Required action
Comb the records below for the string "helmet" and copy each line where it turns up.

Saved entries
____

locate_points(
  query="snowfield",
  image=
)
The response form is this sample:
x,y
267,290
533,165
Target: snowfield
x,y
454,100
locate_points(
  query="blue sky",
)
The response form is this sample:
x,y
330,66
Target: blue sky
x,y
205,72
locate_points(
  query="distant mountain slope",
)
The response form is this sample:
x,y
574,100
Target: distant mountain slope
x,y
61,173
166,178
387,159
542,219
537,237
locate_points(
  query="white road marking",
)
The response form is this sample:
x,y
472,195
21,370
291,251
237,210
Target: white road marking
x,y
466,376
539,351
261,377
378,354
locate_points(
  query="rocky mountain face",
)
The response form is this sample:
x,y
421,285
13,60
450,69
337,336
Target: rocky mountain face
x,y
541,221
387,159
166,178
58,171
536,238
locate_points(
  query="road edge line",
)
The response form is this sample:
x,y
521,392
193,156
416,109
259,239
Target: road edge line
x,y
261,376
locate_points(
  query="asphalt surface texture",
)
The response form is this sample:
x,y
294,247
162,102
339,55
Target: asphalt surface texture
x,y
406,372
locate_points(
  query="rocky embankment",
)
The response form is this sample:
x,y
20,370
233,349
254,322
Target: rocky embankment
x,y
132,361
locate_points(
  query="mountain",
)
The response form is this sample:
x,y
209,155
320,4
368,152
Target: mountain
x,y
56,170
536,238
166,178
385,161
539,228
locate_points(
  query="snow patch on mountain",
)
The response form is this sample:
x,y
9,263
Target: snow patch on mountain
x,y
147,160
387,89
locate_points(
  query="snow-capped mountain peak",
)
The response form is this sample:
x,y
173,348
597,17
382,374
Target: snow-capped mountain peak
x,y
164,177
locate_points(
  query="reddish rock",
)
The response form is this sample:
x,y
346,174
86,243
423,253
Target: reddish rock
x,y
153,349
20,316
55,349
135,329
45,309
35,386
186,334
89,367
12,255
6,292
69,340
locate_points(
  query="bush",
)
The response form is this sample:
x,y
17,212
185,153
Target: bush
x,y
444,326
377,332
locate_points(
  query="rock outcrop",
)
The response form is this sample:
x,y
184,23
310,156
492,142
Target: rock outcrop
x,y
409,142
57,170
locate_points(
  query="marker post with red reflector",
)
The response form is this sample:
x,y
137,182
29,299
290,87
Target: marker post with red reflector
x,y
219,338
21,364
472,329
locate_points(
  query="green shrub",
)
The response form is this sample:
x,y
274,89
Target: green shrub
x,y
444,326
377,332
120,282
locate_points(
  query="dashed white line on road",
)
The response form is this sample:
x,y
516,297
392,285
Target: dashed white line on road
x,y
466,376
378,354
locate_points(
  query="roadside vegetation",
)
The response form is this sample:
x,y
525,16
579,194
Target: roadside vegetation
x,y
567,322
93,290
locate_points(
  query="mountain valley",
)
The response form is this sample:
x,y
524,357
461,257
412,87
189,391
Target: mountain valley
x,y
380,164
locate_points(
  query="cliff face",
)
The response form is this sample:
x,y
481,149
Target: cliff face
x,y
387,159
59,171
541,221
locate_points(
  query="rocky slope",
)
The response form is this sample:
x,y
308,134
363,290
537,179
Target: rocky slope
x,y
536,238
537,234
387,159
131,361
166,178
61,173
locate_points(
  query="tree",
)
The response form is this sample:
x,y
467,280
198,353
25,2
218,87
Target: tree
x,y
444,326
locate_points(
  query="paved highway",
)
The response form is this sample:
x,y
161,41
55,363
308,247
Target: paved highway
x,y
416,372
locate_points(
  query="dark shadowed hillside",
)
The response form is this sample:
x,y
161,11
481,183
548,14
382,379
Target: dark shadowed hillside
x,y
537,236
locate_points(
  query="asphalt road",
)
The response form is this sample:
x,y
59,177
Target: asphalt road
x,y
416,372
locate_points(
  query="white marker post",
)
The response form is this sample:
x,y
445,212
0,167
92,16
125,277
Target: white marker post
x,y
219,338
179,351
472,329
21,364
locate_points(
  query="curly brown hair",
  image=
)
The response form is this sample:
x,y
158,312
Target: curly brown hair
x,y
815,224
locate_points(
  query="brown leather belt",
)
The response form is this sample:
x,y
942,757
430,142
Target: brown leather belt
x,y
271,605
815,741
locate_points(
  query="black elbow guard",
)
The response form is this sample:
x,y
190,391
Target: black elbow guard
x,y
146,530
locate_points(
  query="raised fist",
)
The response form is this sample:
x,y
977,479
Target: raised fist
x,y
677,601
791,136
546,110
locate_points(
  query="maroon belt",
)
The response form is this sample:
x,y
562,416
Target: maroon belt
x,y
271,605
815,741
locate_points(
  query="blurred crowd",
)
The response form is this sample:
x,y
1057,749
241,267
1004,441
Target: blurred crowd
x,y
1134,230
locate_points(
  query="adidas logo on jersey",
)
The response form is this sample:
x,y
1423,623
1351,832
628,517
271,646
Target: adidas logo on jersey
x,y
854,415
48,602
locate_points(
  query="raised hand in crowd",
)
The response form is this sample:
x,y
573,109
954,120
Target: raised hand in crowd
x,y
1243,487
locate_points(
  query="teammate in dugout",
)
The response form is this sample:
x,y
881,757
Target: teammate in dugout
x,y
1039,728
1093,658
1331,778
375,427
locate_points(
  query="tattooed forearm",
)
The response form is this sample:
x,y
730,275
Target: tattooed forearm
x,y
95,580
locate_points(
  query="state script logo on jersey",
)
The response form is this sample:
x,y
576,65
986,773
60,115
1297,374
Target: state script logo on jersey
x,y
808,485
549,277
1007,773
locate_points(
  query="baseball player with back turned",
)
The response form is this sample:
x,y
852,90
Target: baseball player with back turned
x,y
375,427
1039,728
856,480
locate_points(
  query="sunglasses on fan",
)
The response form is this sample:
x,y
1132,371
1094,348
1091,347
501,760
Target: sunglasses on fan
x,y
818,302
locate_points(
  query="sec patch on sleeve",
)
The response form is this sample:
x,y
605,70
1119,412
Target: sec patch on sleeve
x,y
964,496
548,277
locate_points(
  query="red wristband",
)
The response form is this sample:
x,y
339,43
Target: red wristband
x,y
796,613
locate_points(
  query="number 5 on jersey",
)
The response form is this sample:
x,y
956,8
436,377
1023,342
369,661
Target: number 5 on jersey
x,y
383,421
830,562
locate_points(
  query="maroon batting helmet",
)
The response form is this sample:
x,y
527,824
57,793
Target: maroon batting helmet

____

Result of the task
  query="maroon batting helmet",
Target: maroon batting helmet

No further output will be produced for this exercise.